Starting at the line containing "search: rocky slope" and continuing to the last line of the data, give those lines as a numbered list with blank lines omitted.
━━ Rows ━━
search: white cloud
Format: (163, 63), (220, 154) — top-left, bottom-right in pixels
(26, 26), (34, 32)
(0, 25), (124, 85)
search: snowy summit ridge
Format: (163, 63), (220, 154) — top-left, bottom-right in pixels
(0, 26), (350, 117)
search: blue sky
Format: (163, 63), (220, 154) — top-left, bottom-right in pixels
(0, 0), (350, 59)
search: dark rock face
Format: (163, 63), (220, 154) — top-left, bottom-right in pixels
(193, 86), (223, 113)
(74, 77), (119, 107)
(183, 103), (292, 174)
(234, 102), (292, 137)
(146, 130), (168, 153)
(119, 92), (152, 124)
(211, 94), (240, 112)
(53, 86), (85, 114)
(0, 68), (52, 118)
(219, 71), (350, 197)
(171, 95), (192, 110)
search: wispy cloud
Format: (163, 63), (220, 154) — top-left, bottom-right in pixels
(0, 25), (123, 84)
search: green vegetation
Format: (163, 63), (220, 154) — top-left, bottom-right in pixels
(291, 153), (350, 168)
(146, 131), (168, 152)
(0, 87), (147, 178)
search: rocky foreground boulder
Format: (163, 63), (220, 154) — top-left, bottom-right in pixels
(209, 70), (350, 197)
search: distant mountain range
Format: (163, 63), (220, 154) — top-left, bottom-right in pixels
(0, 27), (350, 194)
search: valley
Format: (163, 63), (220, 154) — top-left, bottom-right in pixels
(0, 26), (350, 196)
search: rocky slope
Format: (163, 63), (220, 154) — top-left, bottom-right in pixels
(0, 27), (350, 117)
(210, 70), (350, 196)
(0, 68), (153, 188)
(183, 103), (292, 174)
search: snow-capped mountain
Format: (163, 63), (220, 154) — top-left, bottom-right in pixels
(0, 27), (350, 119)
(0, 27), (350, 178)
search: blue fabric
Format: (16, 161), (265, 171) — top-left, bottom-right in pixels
━━━
- _Exercise output_:
1. search: rocky slope
2. Format: (163, 63), (220, 154) — top-left, bottom-right in pixels
3. (0, 27), (350, 117)
4. (210, 70), (350, 196)
5. (0, 68), (153, 188)
6. (183, 103), (292, 174)
7. search: snow-capped mountain
8. Format: (163, 63), (220, 154) — top-left, bottom-right in pixels
9. (0, 27), (350, 119)
10. (0, 27), (350, 178)
11. search: blue fabric
12. Format: (16, 161), (265, 171) — top-left, bottom-right in pixels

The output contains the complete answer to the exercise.